(Task goal): Start with the line containing "the handlebar, returned" and write out each line through the end of the listing, exactly as given.

(Material provided):
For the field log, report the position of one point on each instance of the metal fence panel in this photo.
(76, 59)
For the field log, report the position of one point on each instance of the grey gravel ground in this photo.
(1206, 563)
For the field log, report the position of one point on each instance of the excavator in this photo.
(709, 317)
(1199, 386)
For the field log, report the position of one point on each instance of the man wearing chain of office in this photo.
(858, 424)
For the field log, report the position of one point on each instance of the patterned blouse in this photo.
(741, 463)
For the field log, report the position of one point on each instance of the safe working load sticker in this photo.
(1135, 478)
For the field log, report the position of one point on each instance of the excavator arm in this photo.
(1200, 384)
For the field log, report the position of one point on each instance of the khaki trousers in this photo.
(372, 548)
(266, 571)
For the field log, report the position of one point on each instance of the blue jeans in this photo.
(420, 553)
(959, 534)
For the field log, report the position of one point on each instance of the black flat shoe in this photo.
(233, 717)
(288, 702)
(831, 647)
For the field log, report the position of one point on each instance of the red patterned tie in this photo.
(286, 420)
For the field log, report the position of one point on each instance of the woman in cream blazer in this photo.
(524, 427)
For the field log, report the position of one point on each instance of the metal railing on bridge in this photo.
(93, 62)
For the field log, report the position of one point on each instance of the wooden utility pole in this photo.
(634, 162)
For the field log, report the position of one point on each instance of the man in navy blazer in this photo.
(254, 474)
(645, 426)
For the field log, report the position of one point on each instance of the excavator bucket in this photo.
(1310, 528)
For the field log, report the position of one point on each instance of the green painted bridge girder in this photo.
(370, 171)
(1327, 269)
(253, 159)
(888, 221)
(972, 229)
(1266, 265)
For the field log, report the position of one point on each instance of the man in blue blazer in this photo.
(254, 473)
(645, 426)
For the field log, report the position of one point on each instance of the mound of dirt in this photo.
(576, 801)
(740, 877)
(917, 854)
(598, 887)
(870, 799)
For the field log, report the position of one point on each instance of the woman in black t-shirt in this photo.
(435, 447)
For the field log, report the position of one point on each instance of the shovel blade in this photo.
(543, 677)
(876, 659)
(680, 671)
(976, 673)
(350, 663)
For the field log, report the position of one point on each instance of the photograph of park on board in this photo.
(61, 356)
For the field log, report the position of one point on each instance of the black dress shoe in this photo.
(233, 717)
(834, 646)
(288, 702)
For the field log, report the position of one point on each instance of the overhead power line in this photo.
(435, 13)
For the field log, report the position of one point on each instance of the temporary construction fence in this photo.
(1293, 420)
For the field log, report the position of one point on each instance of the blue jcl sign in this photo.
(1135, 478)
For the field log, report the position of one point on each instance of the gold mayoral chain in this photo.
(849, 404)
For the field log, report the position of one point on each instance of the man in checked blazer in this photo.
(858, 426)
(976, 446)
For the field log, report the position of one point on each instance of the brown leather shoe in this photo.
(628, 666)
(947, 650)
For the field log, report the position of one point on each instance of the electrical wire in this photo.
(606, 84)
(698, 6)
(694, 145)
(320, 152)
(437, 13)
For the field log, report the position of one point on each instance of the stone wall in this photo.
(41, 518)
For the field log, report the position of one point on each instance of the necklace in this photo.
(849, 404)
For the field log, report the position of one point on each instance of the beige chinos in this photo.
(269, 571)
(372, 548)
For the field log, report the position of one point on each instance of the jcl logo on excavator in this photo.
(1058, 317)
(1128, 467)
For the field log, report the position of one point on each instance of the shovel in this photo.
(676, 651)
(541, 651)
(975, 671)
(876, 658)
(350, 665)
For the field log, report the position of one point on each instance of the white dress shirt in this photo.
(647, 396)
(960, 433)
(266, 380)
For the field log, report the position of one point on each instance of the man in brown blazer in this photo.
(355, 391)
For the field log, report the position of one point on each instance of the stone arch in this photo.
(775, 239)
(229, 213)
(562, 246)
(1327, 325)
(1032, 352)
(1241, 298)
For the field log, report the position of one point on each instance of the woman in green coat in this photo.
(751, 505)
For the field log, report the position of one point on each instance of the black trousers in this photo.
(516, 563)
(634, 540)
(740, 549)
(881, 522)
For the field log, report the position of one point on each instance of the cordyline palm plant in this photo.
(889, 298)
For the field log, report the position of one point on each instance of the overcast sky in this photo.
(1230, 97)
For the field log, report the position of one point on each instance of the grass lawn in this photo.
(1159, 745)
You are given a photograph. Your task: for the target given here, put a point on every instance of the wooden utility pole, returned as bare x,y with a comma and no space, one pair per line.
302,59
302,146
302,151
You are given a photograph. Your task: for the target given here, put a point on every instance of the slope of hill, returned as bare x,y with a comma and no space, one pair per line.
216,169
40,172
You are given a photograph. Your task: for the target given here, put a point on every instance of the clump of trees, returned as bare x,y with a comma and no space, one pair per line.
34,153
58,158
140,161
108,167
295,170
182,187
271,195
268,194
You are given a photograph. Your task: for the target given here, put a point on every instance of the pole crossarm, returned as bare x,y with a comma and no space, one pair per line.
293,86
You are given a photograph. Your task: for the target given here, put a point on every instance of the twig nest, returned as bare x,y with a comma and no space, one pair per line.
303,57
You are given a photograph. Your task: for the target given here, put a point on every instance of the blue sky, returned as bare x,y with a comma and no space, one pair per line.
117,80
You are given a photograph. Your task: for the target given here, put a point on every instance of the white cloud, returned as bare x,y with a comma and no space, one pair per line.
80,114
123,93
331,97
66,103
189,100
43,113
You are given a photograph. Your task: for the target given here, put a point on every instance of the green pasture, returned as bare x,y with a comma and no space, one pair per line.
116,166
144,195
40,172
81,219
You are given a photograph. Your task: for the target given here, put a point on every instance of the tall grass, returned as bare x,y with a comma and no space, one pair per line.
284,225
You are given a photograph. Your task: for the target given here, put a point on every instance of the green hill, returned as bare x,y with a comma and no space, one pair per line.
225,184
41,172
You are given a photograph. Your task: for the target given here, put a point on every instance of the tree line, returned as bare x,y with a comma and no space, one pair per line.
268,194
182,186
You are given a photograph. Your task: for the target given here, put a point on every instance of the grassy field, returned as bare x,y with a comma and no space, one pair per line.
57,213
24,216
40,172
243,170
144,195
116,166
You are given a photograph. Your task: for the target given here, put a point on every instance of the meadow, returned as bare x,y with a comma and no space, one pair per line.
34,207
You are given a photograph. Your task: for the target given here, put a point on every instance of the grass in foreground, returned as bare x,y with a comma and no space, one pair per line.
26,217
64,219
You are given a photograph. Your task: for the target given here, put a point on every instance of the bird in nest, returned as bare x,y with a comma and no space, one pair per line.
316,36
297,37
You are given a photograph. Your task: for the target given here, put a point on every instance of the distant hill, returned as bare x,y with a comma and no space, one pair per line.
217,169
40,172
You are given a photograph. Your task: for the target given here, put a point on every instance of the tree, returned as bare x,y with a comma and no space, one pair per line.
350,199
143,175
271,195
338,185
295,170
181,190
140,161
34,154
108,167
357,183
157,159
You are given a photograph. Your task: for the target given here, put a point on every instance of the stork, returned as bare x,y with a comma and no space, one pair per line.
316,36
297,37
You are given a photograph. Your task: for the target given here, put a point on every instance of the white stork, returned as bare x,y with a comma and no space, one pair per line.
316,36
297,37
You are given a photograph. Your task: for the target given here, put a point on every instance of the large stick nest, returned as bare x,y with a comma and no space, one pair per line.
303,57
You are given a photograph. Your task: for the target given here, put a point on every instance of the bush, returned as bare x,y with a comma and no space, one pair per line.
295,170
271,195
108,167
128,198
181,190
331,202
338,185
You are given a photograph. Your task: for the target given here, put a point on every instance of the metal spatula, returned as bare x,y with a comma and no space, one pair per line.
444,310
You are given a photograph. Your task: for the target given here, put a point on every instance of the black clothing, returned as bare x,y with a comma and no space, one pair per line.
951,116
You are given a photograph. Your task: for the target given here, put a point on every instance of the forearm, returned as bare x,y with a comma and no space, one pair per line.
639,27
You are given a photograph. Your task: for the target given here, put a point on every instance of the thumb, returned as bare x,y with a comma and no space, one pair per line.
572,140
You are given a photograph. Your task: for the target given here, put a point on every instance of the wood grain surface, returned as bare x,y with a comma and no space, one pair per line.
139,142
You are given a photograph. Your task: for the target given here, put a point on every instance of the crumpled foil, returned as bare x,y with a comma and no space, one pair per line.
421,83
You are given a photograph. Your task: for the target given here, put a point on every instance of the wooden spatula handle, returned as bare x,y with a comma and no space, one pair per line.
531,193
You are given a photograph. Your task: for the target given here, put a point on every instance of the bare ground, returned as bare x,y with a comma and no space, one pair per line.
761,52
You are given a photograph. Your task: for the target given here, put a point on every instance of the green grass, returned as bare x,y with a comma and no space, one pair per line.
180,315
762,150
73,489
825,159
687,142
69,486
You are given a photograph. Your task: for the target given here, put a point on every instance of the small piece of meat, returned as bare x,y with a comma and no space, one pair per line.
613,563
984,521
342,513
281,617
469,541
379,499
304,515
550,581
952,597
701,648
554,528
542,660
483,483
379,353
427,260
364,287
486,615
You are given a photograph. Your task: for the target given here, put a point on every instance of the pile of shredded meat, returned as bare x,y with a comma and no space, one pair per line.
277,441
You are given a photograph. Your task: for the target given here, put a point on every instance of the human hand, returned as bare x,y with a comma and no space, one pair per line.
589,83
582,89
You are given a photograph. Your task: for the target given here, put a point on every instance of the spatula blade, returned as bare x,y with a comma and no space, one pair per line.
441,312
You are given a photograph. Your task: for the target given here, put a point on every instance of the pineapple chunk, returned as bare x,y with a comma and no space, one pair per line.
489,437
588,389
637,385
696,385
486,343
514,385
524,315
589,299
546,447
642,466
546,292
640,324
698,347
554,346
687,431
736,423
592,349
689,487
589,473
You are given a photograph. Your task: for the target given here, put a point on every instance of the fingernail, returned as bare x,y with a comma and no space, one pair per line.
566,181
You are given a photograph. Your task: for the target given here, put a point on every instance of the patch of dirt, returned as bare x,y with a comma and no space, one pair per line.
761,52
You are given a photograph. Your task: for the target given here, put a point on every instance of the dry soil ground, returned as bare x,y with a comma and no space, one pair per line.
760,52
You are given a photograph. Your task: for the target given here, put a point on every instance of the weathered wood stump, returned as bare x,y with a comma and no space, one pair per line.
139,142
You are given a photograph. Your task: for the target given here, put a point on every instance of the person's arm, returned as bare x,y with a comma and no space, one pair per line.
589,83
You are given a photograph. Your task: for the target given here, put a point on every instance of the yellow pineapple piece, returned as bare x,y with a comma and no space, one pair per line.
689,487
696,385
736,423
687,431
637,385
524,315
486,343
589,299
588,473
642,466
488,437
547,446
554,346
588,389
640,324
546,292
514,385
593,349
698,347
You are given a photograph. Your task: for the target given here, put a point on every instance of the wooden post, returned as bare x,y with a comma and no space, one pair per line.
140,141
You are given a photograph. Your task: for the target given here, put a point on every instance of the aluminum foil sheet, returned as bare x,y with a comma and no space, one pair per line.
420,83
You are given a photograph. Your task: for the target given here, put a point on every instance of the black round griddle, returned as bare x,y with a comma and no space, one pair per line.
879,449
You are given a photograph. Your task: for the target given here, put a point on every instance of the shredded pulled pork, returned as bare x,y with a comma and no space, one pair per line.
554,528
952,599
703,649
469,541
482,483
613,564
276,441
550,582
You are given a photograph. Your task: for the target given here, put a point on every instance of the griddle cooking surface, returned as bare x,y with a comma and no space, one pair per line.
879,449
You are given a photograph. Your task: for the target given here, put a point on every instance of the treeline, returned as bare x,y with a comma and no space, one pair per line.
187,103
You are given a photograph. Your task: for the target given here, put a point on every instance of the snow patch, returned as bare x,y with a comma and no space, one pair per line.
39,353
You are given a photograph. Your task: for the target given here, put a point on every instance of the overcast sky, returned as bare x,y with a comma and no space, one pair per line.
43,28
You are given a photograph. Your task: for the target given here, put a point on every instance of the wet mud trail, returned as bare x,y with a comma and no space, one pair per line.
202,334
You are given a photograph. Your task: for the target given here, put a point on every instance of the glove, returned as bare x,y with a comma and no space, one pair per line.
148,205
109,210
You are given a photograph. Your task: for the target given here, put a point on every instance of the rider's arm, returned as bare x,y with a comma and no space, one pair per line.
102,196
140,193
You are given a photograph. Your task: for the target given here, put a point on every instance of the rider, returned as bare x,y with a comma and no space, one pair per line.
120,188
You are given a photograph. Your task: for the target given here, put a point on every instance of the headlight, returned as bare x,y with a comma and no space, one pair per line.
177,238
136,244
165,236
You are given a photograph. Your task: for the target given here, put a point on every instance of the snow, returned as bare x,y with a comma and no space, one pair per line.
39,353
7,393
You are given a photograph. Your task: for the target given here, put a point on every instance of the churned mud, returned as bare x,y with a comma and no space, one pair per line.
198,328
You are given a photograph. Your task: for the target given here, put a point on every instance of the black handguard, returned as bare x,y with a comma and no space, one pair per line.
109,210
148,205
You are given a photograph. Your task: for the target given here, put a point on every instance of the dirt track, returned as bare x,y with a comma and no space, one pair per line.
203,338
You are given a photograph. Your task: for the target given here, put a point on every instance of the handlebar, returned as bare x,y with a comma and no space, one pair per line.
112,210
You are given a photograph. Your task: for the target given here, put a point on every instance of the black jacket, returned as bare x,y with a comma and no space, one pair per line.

(Response to the task):
You are given a photograph. Your task: for the target given here, put a point on every instance of the handlebar, returned as bare x,y with a comma and no space, one pair per line.
112,210
You are given a photograph. Your task: for the target given here, put a point on every instance of the black jacket, returned as bare x,y with a comma and no space, one pair per line.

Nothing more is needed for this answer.